• **OBJECTIVE**
Decide whether each statement below agrees with the passage on Loire Valley wines, and answer yes or no for each, quoting the words of the passage that settle it. 1. The Loire is described as France's longest river. 2. Romorantin is grown throughout the Middle Loire. 3. Touraine belongs to the Upper Loire growing area.

• **EXCERPTED PASSAGE**
The world of wine is vast. Trying new wines opens the world up to you in so many ways, including; culturally and geographically. As the saying goes, the more you know about wine, the more you realize how much you don’t know. Try new wines and explore new wine regions. Be wine adventurous!
This month the French Winophiles are taking a closer look at the Loire Valley, specifically the Middle Loire wine region of Anjou and Saumur. While I have tasted wines from the Loire Valley, the Anjou and Saumur regions are new for me. When I explore any new wine region the first thing I do is look at a map of the region, learn the main varieties grown there, the climate and terroir, and then what food to pair with the wines.
Where is the Loire Valley and Anjou-Saumur
The Loire Valley is located in central France along the banks of France’s longest river, the Loire.
The Loire Valley wine region is divided into three main growing areas;
- Lower Loire – Pays Nantais
- Middle Loire – Anjou, Saumur, and Touraine
- Upper Loire – Centre
Grape Varieties of the Middle Loire Region
White Wine Varieties
- Chenin Blanc – also known as Pineau de la Loire (the signature white grape of the region)
- Sauvignon Blanc
- Arbois – indigenous to the Loire
- Pinot Gris
- Romorantin – indigenous to the Loire and only grown in Cour-Cheverny AOP
Red Wine Varieties
- Cabernet Franc – also known as Breton in Loire (the signature red grape of the region)

• **MATERIAL PROVIDED**

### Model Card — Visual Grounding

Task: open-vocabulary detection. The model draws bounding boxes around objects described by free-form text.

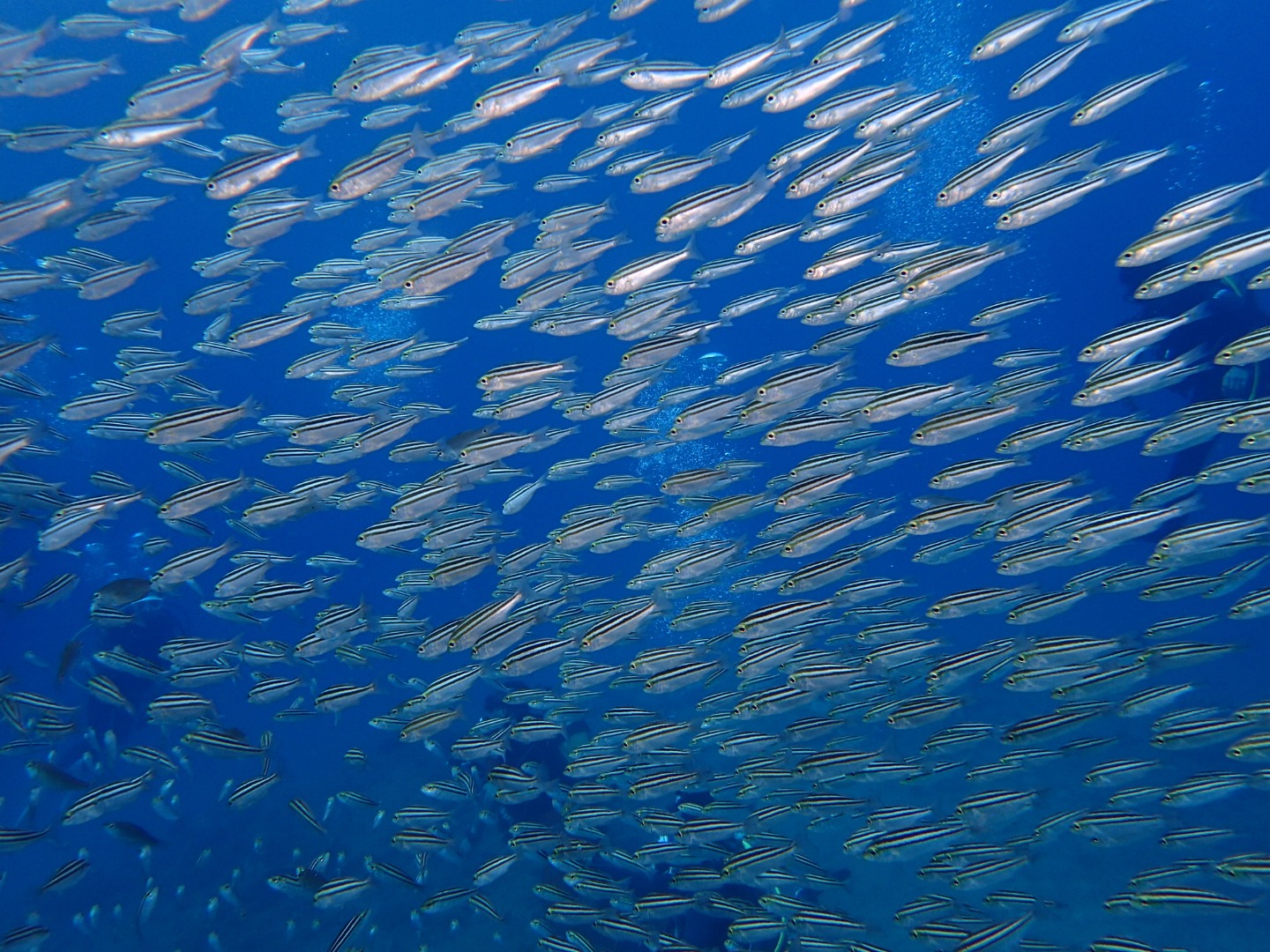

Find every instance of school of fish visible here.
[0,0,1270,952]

• **ANSWER BELOW**
1. Yes: "along the banks of France’s longest river, the Loire."
2. No: "only grown in Cour-Cheverny AOP"
3. No: "Middle Loire – Anjou, Saumur, and Touraine"